------ TEXT BLOCK ------

What does the '=' operator mean when used in an lambda expression?

Question

I'm trying to figure out what a line of code does but I'm struggling to understand how it works. I generally understand the purpose, use and limitations of lambda expressions in Python, but this line of code has me stumped and I couldn't find any other answers addressing it.

I'm trying to create multiple buttons for a calculator and when the button is pressed the corresponding value will appear. Rather than make 9 separate buttons, I wanted to use list comprehension to make them all at once (9 buttons, 1 for each number on the calculator). See code for more detail.

I don't really understand what x=button_num is doing in the lambda x=button_num: enter_number(x) expression and why it only works when it's written exactly this way. If I use the expression lambda: enter_number(button_num) instead the calculator only shows the value 9, no matter which button I press.

# Function inserts value into calculator based on clicked button
def enter_number(x):
    if entry_box.get() == "O":  # Used to emulate that a calculator has a "0" initially
        entry_box.delete(0, 'end')
        entry_box.insert(0, str(x))
    else:
        length = len(entry_box.get())
        entry_box.insert(length, str(x))

------ STORED DATA ------

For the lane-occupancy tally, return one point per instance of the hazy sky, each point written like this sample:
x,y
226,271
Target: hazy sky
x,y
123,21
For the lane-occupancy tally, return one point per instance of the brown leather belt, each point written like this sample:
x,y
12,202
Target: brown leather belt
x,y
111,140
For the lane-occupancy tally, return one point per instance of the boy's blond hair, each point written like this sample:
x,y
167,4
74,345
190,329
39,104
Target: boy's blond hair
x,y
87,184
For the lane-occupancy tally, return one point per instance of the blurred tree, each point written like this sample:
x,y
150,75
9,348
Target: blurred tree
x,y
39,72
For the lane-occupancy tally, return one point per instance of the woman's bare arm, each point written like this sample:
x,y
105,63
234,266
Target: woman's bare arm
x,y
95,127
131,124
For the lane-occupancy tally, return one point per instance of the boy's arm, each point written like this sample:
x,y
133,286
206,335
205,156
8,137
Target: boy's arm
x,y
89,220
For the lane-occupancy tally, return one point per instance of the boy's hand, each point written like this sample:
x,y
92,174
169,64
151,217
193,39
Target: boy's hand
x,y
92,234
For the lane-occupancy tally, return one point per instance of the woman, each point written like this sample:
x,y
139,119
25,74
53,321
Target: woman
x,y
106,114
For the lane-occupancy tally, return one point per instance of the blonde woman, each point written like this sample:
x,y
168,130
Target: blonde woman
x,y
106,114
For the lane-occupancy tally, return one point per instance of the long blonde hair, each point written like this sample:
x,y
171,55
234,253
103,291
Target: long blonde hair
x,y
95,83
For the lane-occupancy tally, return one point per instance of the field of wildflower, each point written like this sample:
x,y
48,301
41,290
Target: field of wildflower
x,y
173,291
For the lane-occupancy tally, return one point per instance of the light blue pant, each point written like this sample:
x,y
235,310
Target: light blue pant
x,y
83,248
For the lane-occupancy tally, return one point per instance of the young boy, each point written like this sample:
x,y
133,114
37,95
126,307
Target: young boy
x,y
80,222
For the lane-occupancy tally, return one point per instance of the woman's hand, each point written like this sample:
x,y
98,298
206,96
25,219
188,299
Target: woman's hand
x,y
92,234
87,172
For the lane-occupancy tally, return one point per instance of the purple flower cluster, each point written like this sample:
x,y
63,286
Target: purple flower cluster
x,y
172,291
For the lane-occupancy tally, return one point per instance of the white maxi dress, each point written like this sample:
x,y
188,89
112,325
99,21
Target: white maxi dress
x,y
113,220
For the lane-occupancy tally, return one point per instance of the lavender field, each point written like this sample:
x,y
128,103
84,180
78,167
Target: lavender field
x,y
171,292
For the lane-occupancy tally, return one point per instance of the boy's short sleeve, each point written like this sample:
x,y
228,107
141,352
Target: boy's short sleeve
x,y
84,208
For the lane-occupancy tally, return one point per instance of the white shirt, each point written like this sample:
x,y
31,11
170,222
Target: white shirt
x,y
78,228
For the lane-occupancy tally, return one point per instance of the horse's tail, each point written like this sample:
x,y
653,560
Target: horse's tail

------

* _TASK GOAL_
Reproduce, word for word, the full forum post above on the '=' operator in a lambda expression.

* _SOLUTION TO THIS TASK_
What does the '=' operator mean when used in an lambda expression?

Question

I'm trying to figure out what a line of code does but I'm struggling to understand how it works. I generally understand the purpose, use and limitations of lambda expressions in Python, but this line of code has me stumped and I couldn't find any other answers addressing it.

I'm trying to create multiple buttons for a calculator and when the button is pressed the corresponding value will appear. Rather than make 9 separate buttons, I wanted to use list comprehension to make them all at once (9 buttons, 1 for each number on the calculator). See code for more detail.

I don't really understand what x=button_num is doing in the lambda x=button_num: enter_number(x) expression and why it only works when it's written exactly this way. If I use the expression lambda: enter_number(button_num) instead the calculator only shows the value 9, no matter which button I press.

# Function inserts value into calculator based on clicked button
def enter_number(x):
    if entry_box.get() == "O":  # Used to emulate that a calculator has a "0" initially
        entry_box.delete(0, 'end')
        entry_box.insert(0, str(x))
    else:
        length = len(entry_box.get())
        entry_box.insert(length, str(x))